#### Text shown ####

Wow, am I hearing this right. He must be racist if he calls me white folk. This is a great article from 1995. It also talks about how Obama went to the Million Man March.
www.chicagoreader.com...
Originally posted by Solarskye
reply to post by eric52081
Well if you're white then you are white ( folk ). Now if you're black then you're black ( folk ). What's so racists about that.
Originally posted by Hal9000
Why do you have to start another thread about this?
There are already a half of a dozen threads that cover this subject.
We are getting tired of this.
Originally posted by TheBandit795
And besides.. The people who rared him. His FAMILY, his blood relatives are "white folk".
This thread is totally ridiculous, and is nothing more than another attempt at political baiting.
Originally posted by jamie83
Back on topic, do you think it's acceptable for major political candidates to stereotype people based on their skin color?
Originally posted by jamie83
Just don't read the posts, or maybe add something to the discussion. Why do you think the OP would care if you're getting tired of anything?
What I'm getting tired of is ATS members trying to bully people into what they should be posting about.
Back on topic, do you think it's acceptable for major political candidates to stereotype people based on their skin color?
This is from "Audacity of Hope"; "There were enough of us on campus to constitute a tribe, and when it came to hanging out many of us chose to function like a tribe, staying close together, traveling in packs," he wrote. "It remained necessary to prove which side you were on, to show your loyalty to the black masses, to strike out and name names."
When Obama moved back to his grandparents' home in Hawaii, to attend the prestigious Punahou School, he encountered race and class prejudice that would darken his politics even more. At first embarrassed by his race and African name, he soon bonded with the few other African-American students. He quickly learned that integration was a one-way street, with blacks expected to assimilate into a white world that never gave ground. He participated in bitter bull sessions with his buddies on the theme of "how white folks will do you." Obama, who had to reconcile these sentiments with the loving support he had at home from his white mother and grandparents, dismissed much of his buddies' analysis as "the same sloppy thinking" used by racist whites, but he found the racism of whites to be particularly stubborn and obnoxious.
Obama objected when his Punahou basketball coach upbraided the team for losing to "a bunch of 'n-word's." Obama writes that the coach "calmly explained the apparently obvious fact that 'there are black people, and there are 'n-word's. Those guys were 'n-word's.'"
"That's just how white folks will do you," Obama writes. "It wasn't merely the cruelty involved; I was learning that black people could be mean and then some. It was a particular brand of arrogance, an obtuseness in otherwise sane people that brought forth our bitter laughter. It was as if whites didn't know they were being cruel in the first place. Or at least thought you deserving of their scorn."

#### Raw records ####

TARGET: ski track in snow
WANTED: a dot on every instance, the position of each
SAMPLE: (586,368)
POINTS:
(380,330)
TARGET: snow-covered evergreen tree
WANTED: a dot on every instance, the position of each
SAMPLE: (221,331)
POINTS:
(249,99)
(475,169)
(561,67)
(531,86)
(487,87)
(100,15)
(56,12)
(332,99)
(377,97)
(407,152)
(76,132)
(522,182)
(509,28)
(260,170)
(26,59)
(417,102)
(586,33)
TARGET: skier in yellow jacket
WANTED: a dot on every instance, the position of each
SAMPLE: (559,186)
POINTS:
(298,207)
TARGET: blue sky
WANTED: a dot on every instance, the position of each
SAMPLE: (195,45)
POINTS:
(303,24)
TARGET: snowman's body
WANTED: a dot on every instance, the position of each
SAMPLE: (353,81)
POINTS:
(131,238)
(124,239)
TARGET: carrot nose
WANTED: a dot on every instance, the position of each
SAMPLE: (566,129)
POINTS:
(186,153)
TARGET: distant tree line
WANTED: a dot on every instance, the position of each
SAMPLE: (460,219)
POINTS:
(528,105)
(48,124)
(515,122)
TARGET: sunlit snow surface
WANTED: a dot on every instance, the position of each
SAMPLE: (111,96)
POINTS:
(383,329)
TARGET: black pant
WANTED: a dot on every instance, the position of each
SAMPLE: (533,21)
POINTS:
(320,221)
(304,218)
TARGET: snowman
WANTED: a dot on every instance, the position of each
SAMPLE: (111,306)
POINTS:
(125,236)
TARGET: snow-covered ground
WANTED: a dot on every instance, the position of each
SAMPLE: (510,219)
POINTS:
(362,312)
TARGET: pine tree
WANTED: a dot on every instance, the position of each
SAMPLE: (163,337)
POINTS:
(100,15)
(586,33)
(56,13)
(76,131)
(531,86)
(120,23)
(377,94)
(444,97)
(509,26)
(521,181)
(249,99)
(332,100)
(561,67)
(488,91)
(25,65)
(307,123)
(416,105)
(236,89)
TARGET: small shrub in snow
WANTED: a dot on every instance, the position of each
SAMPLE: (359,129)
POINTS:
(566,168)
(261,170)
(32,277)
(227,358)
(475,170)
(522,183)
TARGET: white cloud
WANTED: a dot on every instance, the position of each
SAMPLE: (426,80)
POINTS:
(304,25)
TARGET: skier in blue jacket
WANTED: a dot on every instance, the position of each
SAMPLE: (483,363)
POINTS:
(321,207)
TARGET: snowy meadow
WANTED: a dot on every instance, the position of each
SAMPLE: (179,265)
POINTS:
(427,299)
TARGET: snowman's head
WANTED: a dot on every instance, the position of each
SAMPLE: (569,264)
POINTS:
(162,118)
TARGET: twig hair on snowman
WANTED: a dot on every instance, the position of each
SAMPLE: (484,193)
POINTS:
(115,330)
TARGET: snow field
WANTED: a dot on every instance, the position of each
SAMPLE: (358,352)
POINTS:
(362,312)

####

* [Objective] Quote the forum thread word for word, starting with "www.chicagoreader.com..." and going on through "thread about this?".

* [Answer]
www.chicagoreader.com...
Originally posted by Solarskye
reply to post by eric52081
Well if you're white then you are white ( folk ). Now if you're black then you're black ( folk ). What's so racists about that.
Originally posted by Hal9000
Why do you have to start another thread about this?